DOCUMENT PASSAGE ::

>>>

Data Tiering

Graylog gives you the option to store and manage data in tiers. Each tier serves as a storage repository for data that needs to be handled in a similar way. Data tiers can be thought of as levels of data with the same storage and management specifications. This data is grouped based on how often it is used and the level of search performance required. Each tier has its own storage and accessibility criteria, meaning that you can move your data to a tier that better aligns with your needs.

Data tiering can help lower storage costs as it allows for practicality in data organization. Less frequently accessed data can be stored in a lower cost tier. For example, data that only needs to be retained for compliance checks can be stored in a tier that does not provide high performance storage and is therefore less expensive. You can reserve the costlier, high performance tier for more frequently searched data.

Data may be classified into tiers based on:

  • performance requirements

  • frequency of use

  • cost efficiency

We recommended data tiering as a cost-effective way of storing data for self-managed installations.

Hint: Data tiering is not available for Cloud customers since Graylog handles advanced index configuration and storage for Cloud customers as part of the managed service.

Explore the Tiers

In a data tiering model, there are essentially three tiers for data storage: the hot tier, the warm tier, and the archive.

The Hot Tier

New indices that are part of a data stream are automatically allocated to the hot tier, which in the case of tiering refers to the search backend cluster you use for storage and acts as the default for all incoming data. Data in the hot tier is easy to access and search, but operating costs are generally higher because of the resources that must be allocated to maintain it.

The Warm Tier

The following section exclusively pertains to a Graylog Enterprise feature. To learn more about obtaining an Enterprise license, please contact the Graylog Sales team.

Data in the warm tier is searchable, but search performance is lower compared to the hot tier. Warm data is stored in searchable snapshots and not directly in index sets. Once a search is triggered in the warm tier, the system loads the data from this restored layer into the search backend cluster. The warm tier is suitable for storing data that does not require frequent access, such as logs from recent weeks.

<<<

GIVEN PROBLEM A :: Copy from the data tiering passage the part that opens with the words containing "Data may be" and closes with "for self-managed installations.".
GIVEN PROBLEM B ::
Answer these questions from the data tiering passage:
(i) On what three bases may data be classified into tiers?
(ii) Why is data tiering not available for Cloud customers?
(iii) Where is data in the warm tier stored?

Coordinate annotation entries
>>>

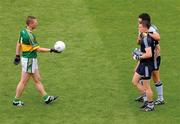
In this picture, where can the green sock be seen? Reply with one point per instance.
(45, 97)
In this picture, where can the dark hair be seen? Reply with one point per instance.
(145, 16)
(30, 19)
(145, 23)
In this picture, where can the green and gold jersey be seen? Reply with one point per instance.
(28, 44)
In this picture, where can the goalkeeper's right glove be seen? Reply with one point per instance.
(17, 60)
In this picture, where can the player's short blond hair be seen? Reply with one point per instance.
(30, 19)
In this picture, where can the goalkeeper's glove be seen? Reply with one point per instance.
(55, 51)
(137, 54)
(17, 60)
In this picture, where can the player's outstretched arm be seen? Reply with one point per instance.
(155, 36)
(17, 57)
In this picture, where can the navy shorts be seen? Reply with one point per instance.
(157, 63)
(145, 71)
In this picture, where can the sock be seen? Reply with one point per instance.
(144, 97)
(159, 89)
(151, 104)
(45, 97)
(16, 99)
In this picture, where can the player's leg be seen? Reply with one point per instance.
(37, 79)
(20, 87)
(159, 87)
(135, 80)
(157, 81)
(39, 86)
(149, 94)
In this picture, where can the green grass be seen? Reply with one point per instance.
(93, 75)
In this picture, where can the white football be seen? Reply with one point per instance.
(59, 46)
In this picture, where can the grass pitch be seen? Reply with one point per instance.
(93, 75)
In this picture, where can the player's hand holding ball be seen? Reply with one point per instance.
(136, 54)
(17, 60)
(59, 46)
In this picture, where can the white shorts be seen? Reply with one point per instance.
(29, 64)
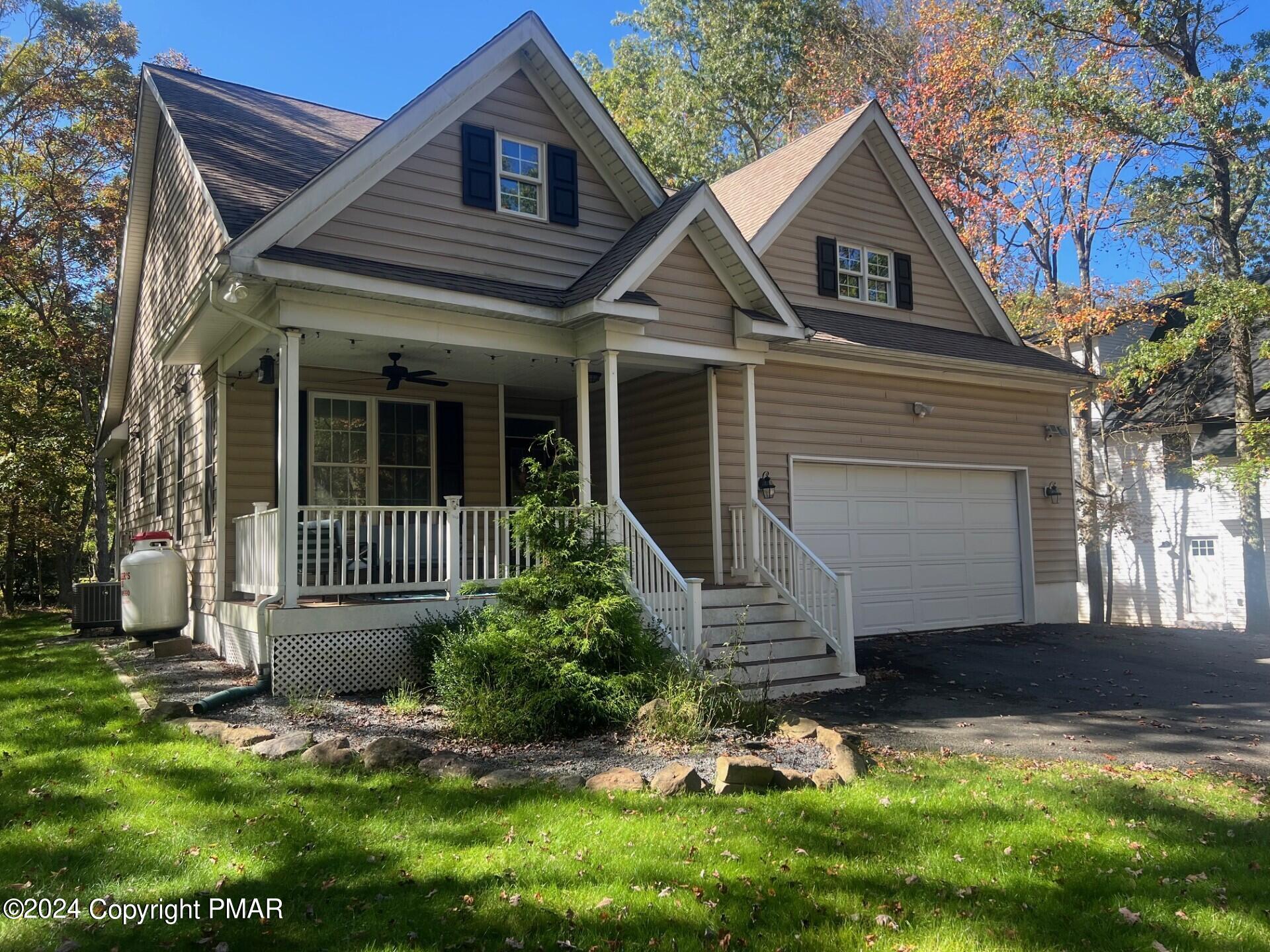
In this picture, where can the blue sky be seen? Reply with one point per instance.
(372, 56)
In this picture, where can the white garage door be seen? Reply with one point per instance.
(927, 547)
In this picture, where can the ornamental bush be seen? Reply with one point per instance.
(563, 651)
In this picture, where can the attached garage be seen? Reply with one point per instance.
(927, 546)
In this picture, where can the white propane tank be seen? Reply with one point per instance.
(153, 587)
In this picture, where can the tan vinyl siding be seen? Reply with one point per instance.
(857, 205)
(665, 452)
(695, 307)
(831, 413)
(179, 247)
(415, 215)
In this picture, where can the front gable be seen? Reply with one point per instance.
(415, 215)
(859, 206)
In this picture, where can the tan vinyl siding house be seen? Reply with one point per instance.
(415, 215)
(182, 238)
(857, 205)
(318, 270)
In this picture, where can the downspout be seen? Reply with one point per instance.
(214, 300)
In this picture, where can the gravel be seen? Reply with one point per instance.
(364, 716)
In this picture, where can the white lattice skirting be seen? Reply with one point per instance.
(341, 662)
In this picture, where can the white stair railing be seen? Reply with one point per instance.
(672, 601)
(818, 594)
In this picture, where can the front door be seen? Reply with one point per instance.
(1206, 596)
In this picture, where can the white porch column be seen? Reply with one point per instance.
(715, 487)
(749, 428)
(611, 462)
(288, 465)
(582, 383)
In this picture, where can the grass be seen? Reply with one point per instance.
(949, 855)
(405, 699)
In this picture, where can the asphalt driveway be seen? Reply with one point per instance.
(1167, 697)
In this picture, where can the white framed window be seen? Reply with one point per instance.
(867, 274)
(367, 451)
(521, 188)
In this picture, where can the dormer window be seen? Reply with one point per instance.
(520, 177)
(867, 274)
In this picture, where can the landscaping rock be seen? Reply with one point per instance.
(850, 763)
(386, 753)
(286, 746)
(653, 707)
(333, 752)
(167, 711)
(825, 778)
(747, 771)
(448, 764)
(618, 778)
(202, 727)
(828, 738)
(677, 778)
(173, 648)
(244, 736)
(789, 778)
(796, 728)
(498, 779)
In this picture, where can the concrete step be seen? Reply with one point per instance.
(737, 596)
(799, 668)
(755, 631)
(755, 612)
(788, 687)
(769, 651)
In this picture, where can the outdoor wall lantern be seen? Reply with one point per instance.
(265, 372)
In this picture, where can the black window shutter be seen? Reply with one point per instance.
(450, 450)
(302, 489)
(827, 267)
(478, 146)
(563, 186)
(904, 282)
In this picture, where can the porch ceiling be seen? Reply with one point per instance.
(364, 357)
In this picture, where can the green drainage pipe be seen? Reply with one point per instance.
(230, 695)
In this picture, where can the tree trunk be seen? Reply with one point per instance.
(1255, 597)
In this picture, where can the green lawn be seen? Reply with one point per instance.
(927, 855)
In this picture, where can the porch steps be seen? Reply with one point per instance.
(775, 647)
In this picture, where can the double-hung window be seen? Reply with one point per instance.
(867, 274)
(370, 452)
(520, 178)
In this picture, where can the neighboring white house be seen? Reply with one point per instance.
(1176, 555)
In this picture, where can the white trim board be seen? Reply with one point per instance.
(1023, 496)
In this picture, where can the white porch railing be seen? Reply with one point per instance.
(818, 594)
(672, 601)
(255, 553)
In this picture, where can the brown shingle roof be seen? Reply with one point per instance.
(755, 192)
(253, 147)
(840, 328)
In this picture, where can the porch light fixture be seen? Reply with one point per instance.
(265, 372)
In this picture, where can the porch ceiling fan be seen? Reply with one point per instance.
(397, 374)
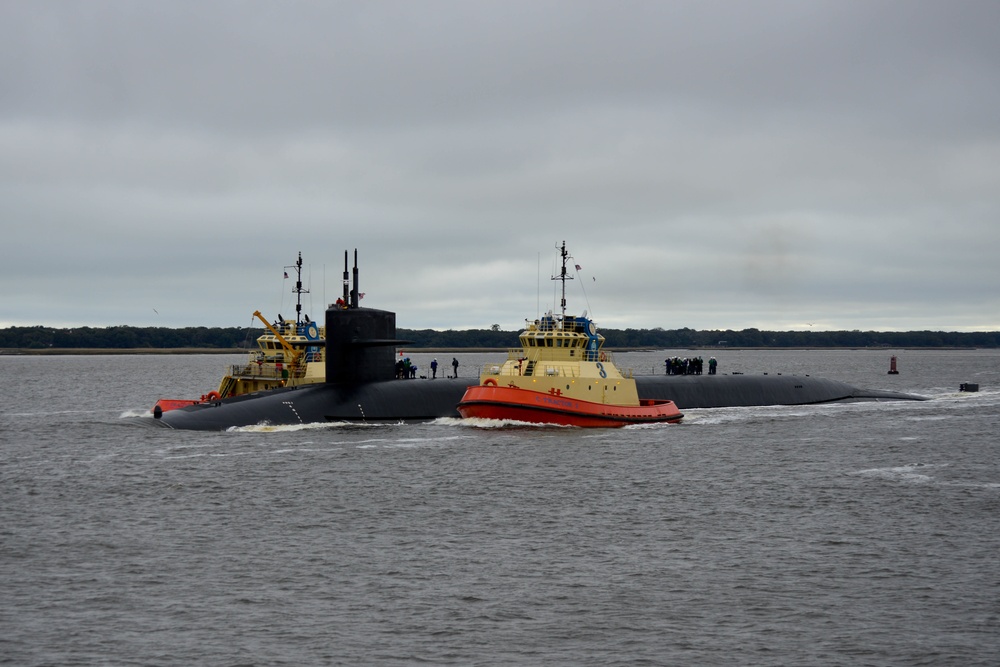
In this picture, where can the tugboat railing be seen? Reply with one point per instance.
(266, 372)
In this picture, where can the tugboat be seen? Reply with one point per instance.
(561, 375)
(288, 354)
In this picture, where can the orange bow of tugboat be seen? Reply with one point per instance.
(561, 375)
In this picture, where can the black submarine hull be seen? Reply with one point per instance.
(361, 385)
(423, 400)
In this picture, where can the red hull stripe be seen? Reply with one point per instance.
(536, 407)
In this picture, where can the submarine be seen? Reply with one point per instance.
(361, 384)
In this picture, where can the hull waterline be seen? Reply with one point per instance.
(505, 403)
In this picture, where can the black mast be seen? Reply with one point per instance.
(298, 289)
(563, 277)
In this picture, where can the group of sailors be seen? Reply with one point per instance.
(406, 369)
(685, 366)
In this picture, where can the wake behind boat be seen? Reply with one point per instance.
(561, 375)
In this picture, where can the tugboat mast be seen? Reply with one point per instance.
(298, 290)
(563, 277)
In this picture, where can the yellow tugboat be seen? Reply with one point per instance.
(561, 375)
(288, 354)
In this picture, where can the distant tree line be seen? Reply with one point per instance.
(126, 337)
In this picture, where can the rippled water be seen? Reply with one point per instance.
(855, 534)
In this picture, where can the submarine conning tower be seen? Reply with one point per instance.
(360, 342)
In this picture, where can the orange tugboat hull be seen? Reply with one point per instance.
(490, 402)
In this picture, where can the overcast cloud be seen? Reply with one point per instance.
(713, 165)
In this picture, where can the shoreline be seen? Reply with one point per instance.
(93, 351)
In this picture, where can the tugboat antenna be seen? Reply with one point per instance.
(564, 276)
(347, 282)
(298, 289)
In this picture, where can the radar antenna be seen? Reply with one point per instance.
(298, 290)
(563, 277)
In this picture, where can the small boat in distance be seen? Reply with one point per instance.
(560, 375)
(289, 353)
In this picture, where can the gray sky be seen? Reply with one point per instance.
(771, 164)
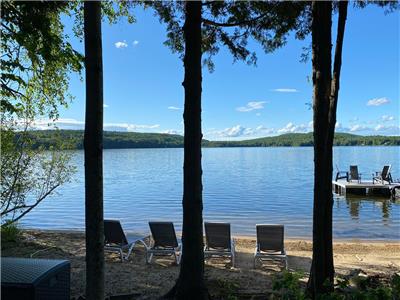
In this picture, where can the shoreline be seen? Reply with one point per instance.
(134, 276)
(350, 240)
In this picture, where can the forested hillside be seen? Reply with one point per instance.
(73, 139)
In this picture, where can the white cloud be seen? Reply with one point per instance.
(42, 124)
(253, 105)
(172, 131)
(174, 108)
(128, 127)
(358, 127)
(120, 44)
(292, 128)
(378, 101)
(387, 118)
(388, 129)
(237, 132)
(285, 90)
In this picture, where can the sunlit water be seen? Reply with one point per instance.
(243, 186)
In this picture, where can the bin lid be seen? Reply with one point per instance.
(28, 270)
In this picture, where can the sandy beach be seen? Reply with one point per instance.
(149, 281)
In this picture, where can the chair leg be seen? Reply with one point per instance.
(129, 251)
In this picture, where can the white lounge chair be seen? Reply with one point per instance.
(163, 242)
(384, 176)
(219, 241)
(270, 243)
(115, 239)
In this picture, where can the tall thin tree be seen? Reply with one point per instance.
(190, 284)
(326, 93)
(93, 145)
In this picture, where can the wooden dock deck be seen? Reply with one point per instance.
(343, 187)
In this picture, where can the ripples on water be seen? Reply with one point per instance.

<<<

COMPLETE RESPONSE A ::
Data may be classified into tiers based on:

  • performance requirements

  • frequency of use

  • cost efficiency

We recommended data tiering as a cost-effective way of storing data for self-managed installations.

COMPLETE RESPONSE B ::
(i) Performance requirements, frequency of use, and cost efficiency.
(ii) Graylog handles advanced index configuration and storage for Cloud customers as part of the managed service.
(iii) In searchable snapshots, not directly in index sets.